# taz.de -- Wahlkampf in Frankreich: Der Wahlmonarch von nebenan
       
       > François Hollande zeigt sich volksnah: Im Wahlkampf-Endspurt lässt sich
       > der französische Präsidentschaftskandidat sogar mit Vornamen ansprechen.
       
 (IMG) Bild: Auf allen Kanälen: Francois Hollande.
       
       Verspätung ist das Vorrecht der Könige. Und vielleicht wird François
       Hollande am nächsten Sonntag ja Frankreichs gewählter „Monarch“. Als der
       Präsidentschaftskandidat der Sozialisten endlich eintrifft, 75 Minuten nach
       der vereinbarten Zeit, hat er wenigstens eine gute Ausrede für den
       Bürgermeister Serge Lepeltier, den er so lange im Regen stehen gelassen
       hat. Kaum ist der 57-Jährige nämlich in Bourges angelangt, haben ihn
       Anhänger umringt. „François Président!“, rufen sie.
       
       Hollande, der sich keineswegs daran stört, so familiär beim Vornamen
       angesprochen zu werden, kann dem Drang, Hände zu schütteln und Wangen zu
       küssen, nicht widerstehen.Hollandes Leibwächter können sich nicht daran
       gewöhnen, dass dieser Politiker, der alle Chancen hat, am 6. Mai Präsident
       zu werden, ständig die handgreifliche Nähe zu den Bürgern sucht. Viele
       Neugierige aus der Nachbarschaft haben sich eingefunden.

□ □ □ □ □ □ □

Aufgaben:
a) Schreiben Sie aus dem Artikel über Hollandes Wahlkampf den Abschnitt zwischen "# taz.de -- Wahlkampf" und "Kanälen: Francois Hollande." einschließlich wortgetreu ab.
b) Setzen Sie den Artikel über Hollandes Wahlkampf im Anschluss an seinen letzten Satz fort.

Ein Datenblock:
□ □ □ □ □ □ □

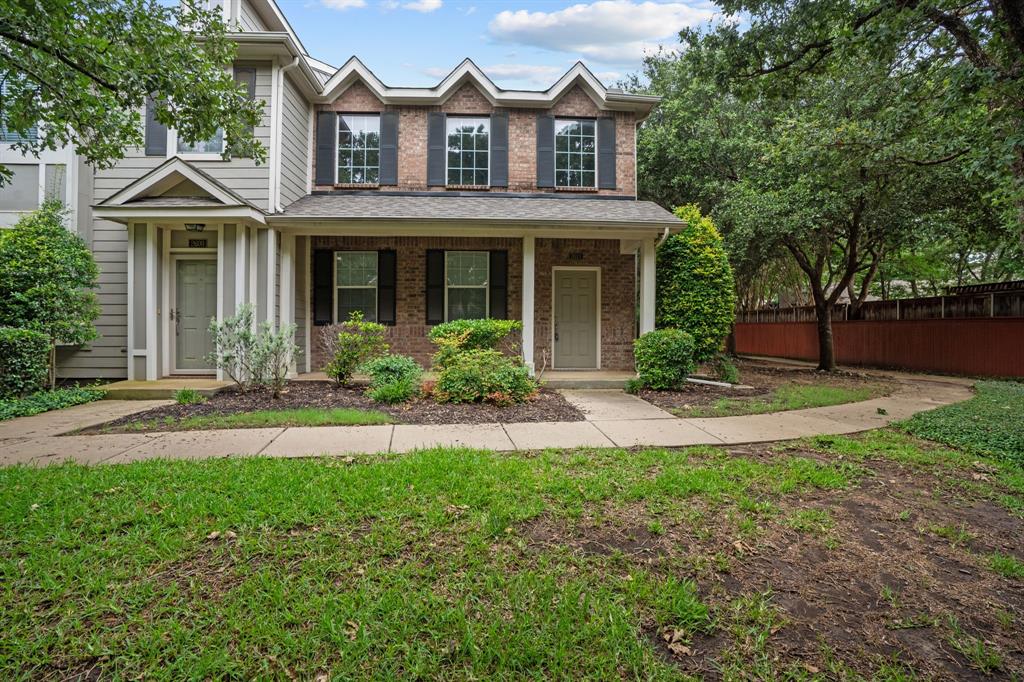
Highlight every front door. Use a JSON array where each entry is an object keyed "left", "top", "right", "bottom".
[
  {"left": 554, "top": 270, "right": 598, "bottom": 370},
  {"left": 172, "top": 258, "right": 217, "bottom": 372}
]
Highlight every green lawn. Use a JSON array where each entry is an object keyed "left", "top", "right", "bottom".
[
  {"left": 109, "top": 408, "right": 393, "bottom": 431},
  {"left": 673, "top": 384, "right": 883, "bottom": 417},
  {"left": 899, "top": 378, "right": 1024, "bottom": 466},
  {"left": 0, "top": 432, "right": 1024, "bottom": 680}
]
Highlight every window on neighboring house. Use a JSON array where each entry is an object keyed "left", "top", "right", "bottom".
[
  {"left": 447, "top": 117, "right": 490, "bottom": 185},
  {"left": 444, "top": 251, "right": 490, "bottom": 321},
  {"left": 555, "top": 119, "right": 597, "bottom": 187},
  {"left": 338, "top": 114, "right": 381, "bottom": 184},
  {"left": 334, "top": 251, "right": 377, "bottom": 323},
  {"left": 178, "top": 128, "right": 224, "bottom": 154}
]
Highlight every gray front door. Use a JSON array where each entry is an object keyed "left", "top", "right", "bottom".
[
  {"left": 554, "top": 270, "right": 597, "bottom": 370},
  {"left": 174, "top": 258, "right": 217, "bottom": 370}
]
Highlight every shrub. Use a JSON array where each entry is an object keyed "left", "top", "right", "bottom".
[
  {"left": 367, "top": 379, "right": 419, "bottom": 404},
  {"left": 433, "top": 348, "right": 538, "bottom": 404},
  {"left": 656, "top": 205, "right": 735, "bottom": 363},
  {"left": 321, "top": 312, "right": 388, "bottom": 384},
  {"left": 0, "top": 327, "right": 50, "bottom": 398},
  {"left": 0, "top": 387, "right": 106, "bottom": 421},
  {"left": 633, "top": 329, "right": 694, "bottom": 390},
  {"left": 0, "top": 201, "right": 99, "bottom": 387},
  {"left": 174, "top": 388, "right": 206, "bottom": 404},
  {"left": 429, "top": 317, "right": 522, "bottom": 370}
]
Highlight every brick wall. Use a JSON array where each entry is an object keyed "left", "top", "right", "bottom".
[
  {"left": 307, "top": 237, "right": 636, "bottom": 371},
  {"left": 310, "top": 82, "right": 636, "bottom": 196}
]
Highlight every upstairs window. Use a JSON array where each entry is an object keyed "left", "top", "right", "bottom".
[
  {"left": 337, "top": 114, "right": 381, "bottom": 184},
  {"left": 555, "top": 119, "right": 597, "bottom": 188},
  {"left": 334, "top": 251, "right": 377, "bottom": 323},
  {"left": 444, "top": 251, "right": 490, "bottom": 321},
  {"left": 447, "top": 117, "right": 490, "bottom": 186}
]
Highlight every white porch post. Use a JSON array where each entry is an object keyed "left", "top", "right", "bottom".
[
  {"left": 280, "top": 233, "right": 296, "bottom": 376},
  {"left": 640, "top": 239, "right": 657, "bottom": 334},
  {"left": 522, "top": 236, "right": 537, "bottom": 374}
]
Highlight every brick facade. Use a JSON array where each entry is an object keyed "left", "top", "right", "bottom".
[
  {"left": 311, "top": 82, "right": 636, "bottom": 197},
  {"left": 307, "top": 237, "right": 636, "bottom": 371}
]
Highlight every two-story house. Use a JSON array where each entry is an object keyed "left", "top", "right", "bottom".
[{"left": 70, "top": 0, "right": 681, "bottom": 379}]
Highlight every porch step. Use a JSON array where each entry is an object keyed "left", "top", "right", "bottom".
[{"left": 100, "top": 378, "right": 231, "bottom": 400}]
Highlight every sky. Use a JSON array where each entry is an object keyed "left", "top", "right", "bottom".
[{"left": 278, "top": 0, "right": 716, "bottom": 90}]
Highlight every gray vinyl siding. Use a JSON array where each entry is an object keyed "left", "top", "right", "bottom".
[
  {"left": 281, "top": 75, "right": 310, "bottom": 206},
  {"left": 239, "top": 0, "right": 267, "bottom": 32}
]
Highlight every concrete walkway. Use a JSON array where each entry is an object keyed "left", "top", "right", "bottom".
[{"left": 0, "top": 368, "right": 972, "bottom": 466}]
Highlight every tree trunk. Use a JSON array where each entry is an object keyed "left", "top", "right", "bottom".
[{"left": 814, "top": 301, "right": 836, "bottom": 372}]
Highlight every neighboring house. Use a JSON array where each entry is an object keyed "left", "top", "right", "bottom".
[{"left": 75, "top": 0, "right": 681, "bottom": 379}]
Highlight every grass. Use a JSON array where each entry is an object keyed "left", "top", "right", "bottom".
[
  {"left": 111, "top": 408, "right": 393, "bottom": 431},
  {"left": 898, "top": 381, "right": 1024, "bottom": 467},
  {"left": 674, "top": 384, "right": 881, "bottom": 417}
]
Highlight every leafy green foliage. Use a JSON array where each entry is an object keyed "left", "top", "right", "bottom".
[
  {"left": 0, "top": 202, "right": 99, "bottom": 344},
  {"left": 429, "top": 317, "right": 522, "bottom": 369},
  {"left": 897, "top": 381, "right": 1024, "bottom": 466},
  {"left": 174, "top": 388, "right": 206, "bottom": 404},
  {"left": 633, "top": 329, "right": 694, "bottom": 390},
  {"left": 0, "top": 0, "right": 266, "bottom": 185},
  {"left": 433, "top": 348, "right": 538, "bottom": 406},
  {"left": 0, "top": 387, "right": 106, "bottom": 421},
  {"left": 0, "top": 327, "right": 50, "bottom": 398},
  {"left": 656, "top": 204, "right": 736, "bottom": 363},
  {"left": 321, "top": 311, "right": 389, "bottom": 385}
]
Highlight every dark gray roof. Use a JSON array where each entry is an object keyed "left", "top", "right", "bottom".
[{"left": 270, "top": 194, "right": 682, "bottom": 227}]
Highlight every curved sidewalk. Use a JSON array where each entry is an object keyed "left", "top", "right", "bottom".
[{"left": 0, "top": 377, "right": 972, "bottom": 466}]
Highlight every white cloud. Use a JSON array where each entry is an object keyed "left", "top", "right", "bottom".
[
  {"left": 324, "top": 0, "right": 367, "bottom": 10},
  {"left": 487, "top": 0, "right": 715, "bottom": 63}
]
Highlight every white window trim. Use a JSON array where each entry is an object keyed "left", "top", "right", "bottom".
[
  {"left": 331, "top": 251, "right": 381, "bottom": 325},
  {"left": 552, "top": 116, "right": 598, "bottom": 189},
  {"left": 444, "top": 116, "right": 490, "bottom": 186},
  {"left": 444, "top": 249, "right": 490, "bottom": 322},
  {"left": 334, "top": 112, "right": 381, "bottom": 187}
]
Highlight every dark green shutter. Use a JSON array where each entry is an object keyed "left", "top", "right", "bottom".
[
  {"left": 379, "top": 112, "right": 398, "bottom": 184},
  {"left": 377, "top": 251, "right": 397, "bottom": 326},
  {"left": 312, "top": 249, "right": 334, "bottom": 327},
  {"left": 427, "top": 112, "right": 447, "bottom": 187},
  {"left": 145, "top": 97, "right": 167, "bottom": 157},
  {"left": 427, "top": 249, "right": 444, "bottom": 325},
  {"left": 537, "top": 114, "right": 555, "bottom": 187},
  {"left": 488, "top": 251, "right": 509, "bottom": 319},
  {"left": 315, "top": 112, "right": 338, "bottom": 184},
  {"left": 490, "top": 111, "right": 509, "bottom": 187},
  {"left": 597, "top": 119, "right": 615, "bottom": 189}
]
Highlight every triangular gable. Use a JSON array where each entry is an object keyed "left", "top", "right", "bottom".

□ □ □ □ □ □ □

Lösungen:
a)
# taz.de -- Wahlkampf in Frankreich: Der Wahlmonarch von nebenan
       
       > François Hollande zeigt sich volksnah: Im Wahlkampf-Endspurt lässt sich
       > der französische Präsidentschaftskandidat sogar mit Vornamen ansprechen.
       
 (IMG) Bild: Auf allen Kanälen: Francois Hollande.

b)
       
       Nicht jeden Tag hat man in dieser Provinzstadt, auf halbem Weg zwischen
       Paris und Clermont-Ferrand gelegen, so prominenten Besuch. Die Leute recken
       die Köpfe, um einen Blick auf Hollande zu erhaschen. „Ich hatte ihn mir
       größer vorgestellt“, kommentiert eine der Schaulustigen, die gesteht, sie
       habe in der ersten Runde für den Linksfront-Kandidaten Jean-Luc Mélenchon
       gestimmt. Die städtische Angestellte Clémentine Vannier will einen Wechsel:
       „Sarkozy, das ist der Präsident der Reichen, der ist mir unerträglich.
       Hollande bringt die Europapolitik in Bewegung, das ist schon mal etwas.“
       
       Zwischendurch bringt dieser seine vom Ansturm der Fans zerzauste Frisur in
       Ordnung. Denn das Aussehen zählt in Frankreich wie das Auftreten auch. Wie
       die meisten Politikerkollegen ist Hollande künstlich gebräunt. Noch und
       noch posiert er für ein Foto, das bestimmt gleich per Handy an die ganze
       Bekanntschaft versandt oder auf Facebook – „Ich mit dem nächsten
       Präsidenten der Republik“ – publiziert wird. Ganz im Gegensatz zum
       „Hyperpräsidenten“ Sarkozy und dessen „Bling-Bling“-Stil verspricht
       Hollande, er werde ein „normaler“ Staatschef sein. Er ist darum aus Paris
       mit der Bahn angereist.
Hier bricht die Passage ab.